===== SUPPLIED DATA =====

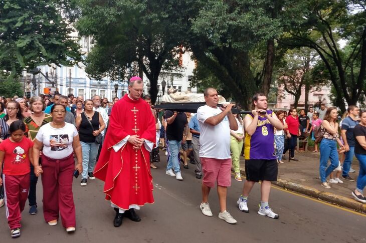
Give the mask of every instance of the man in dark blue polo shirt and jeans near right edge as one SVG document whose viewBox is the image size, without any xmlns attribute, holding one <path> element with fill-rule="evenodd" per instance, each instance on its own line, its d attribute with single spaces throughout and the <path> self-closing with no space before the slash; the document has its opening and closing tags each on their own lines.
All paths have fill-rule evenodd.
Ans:
<svg viewBox="0 0 366 243">
<path fill-rule="evenodd" d="M 343 162 L 342 177 L 345 180 L 354 181 L 349 175 L 349 169 L 351 168 L 351 163 L 354 156 L 354 146 L 355 140 L 353 136 L 353 129 L 358 124 L 358 107 L 350 105 L 347 109 L 348 116 L 342 121 L 342 127 L 340 128 L 340 135 L 342 136 L 344 147 L 345 147 L 345 159 Z"/>
</svg>

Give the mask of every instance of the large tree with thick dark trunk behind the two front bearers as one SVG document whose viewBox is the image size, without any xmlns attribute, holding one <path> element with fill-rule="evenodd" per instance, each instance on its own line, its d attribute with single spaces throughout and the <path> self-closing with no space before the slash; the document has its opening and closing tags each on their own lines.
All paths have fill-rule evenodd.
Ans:
<svg viewBox="0 0 366 243">
<path fill-rule="evenodd" d="M 248 109 L 255 91 L 268 93 L 275 60 L 275 39 L 297 18 L 284 13 L 301 8 L 298 1 L 201 1 L 193 19 L 191 48 L 204 65 L 223 82 L 233 98 Z M 266 53 L 259 75 L 251 70 L 252 52 Z M 263 54 L 263 51 L 262 51 Z"/>
</svg>

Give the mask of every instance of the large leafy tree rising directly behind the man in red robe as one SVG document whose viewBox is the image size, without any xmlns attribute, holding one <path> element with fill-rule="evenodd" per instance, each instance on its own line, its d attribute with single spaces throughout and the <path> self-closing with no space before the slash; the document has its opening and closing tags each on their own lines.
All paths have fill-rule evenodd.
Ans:
<svg viewBox="0 0 366 243">
<path fill-rule="evenodd" d="M 185 40 L 190 15 L 195 13 L 194 3 L 193 0 L 82 0 L 77 29 L 81 35 L 93 36 L 95 47 L 112 52 L 100 73 L 114 70 L 116 64 L 137 65 L 150 81 L 154 103 L 161 70 L 180 68 L 179 54 L 187 46 Z M 94 59 L 99 58 L 103 56 L 95 54 Z"/>
</svg>

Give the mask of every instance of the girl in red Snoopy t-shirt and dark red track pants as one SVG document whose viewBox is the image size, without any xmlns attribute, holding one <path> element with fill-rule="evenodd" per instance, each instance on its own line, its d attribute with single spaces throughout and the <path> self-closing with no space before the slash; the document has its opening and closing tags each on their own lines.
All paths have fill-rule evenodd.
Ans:
<svg viewBox="0 0 366 243">
<path fill-rule="evenodd" d="M 25 132 L 24 122 L 14 121 L 9 127 L 11 136 L 0 143 L 0 168 L 4 163 L 0 185 L 4 184 L 8 224 L 13 238 L 21 235 L 21 212 L 28 198 L 30 162 L 33 164 L 33 142 L 24 136 Z"/>
</svg>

=====

BRIEF
Please return every line in the data that includes the string "behind".

TASK RESPONSE
Give the mask of every instance of the large tree with thick dark trunk behind the two front bearers as one SVG document whose viewBox is the image size, without any xmlns attribute, holding one <path> element with fill-rule="evenodd" per instance, each instance on its own line, its d attribute with single spaces throughout and the <path> self-closing with no space before the slash; the document has its opening and closing tags each on their own lines.
Give the mask of every instance of the large leafy tree rising directly behind the man in red robe as one SVG document whose viewBox is the image size, without any xmlns attribute, holding one <path> element with fill-rule="evenodd" per instance, each instance on its own line, its d attribute with single spaces throughout and the <path> self-closing with no space before the slash; the document has its opening and closing tags each on their own lines.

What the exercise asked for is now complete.